DIRECTIONS FOR THIS TASK ->
Gather every line in the entries below that contains the string "command", and copy each one. Case counts.

Bounding box annotation entries:

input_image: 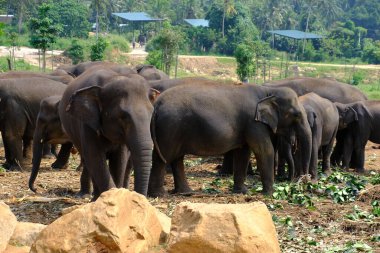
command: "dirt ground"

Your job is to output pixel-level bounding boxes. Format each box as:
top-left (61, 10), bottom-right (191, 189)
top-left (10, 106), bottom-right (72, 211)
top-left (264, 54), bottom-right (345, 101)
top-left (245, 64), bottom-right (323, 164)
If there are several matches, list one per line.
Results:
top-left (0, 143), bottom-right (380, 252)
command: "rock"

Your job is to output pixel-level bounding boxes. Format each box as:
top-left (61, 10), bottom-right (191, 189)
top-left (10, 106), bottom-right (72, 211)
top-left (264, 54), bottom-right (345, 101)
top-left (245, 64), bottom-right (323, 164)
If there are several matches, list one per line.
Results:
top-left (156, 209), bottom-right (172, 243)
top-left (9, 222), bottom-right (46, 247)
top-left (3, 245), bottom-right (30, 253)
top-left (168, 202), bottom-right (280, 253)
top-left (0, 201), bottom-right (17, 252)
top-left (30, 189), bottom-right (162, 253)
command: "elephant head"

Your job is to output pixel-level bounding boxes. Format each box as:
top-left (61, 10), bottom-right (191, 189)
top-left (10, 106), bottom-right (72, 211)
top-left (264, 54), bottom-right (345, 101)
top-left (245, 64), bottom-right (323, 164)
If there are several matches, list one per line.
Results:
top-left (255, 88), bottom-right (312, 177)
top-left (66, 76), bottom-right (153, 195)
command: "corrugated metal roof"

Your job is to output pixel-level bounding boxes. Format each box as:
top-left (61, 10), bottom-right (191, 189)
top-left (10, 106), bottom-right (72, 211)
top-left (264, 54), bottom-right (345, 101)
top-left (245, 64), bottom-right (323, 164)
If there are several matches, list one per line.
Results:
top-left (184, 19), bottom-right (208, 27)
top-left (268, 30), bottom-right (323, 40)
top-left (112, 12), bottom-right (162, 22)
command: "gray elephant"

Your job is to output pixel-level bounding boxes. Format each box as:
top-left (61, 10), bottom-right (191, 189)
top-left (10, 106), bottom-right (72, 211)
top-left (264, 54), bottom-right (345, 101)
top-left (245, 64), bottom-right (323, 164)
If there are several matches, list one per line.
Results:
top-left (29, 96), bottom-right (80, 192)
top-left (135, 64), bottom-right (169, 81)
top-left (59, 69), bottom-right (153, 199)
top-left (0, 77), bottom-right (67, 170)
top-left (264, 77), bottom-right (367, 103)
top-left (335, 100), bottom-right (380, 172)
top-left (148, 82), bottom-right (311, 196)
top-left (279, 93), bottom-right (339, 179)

TASK RESPONSE ->
command: "dirt ground"
command: "rock"
command: "elephant head"
command: "corrugated metal roof"
command: "gray elephant"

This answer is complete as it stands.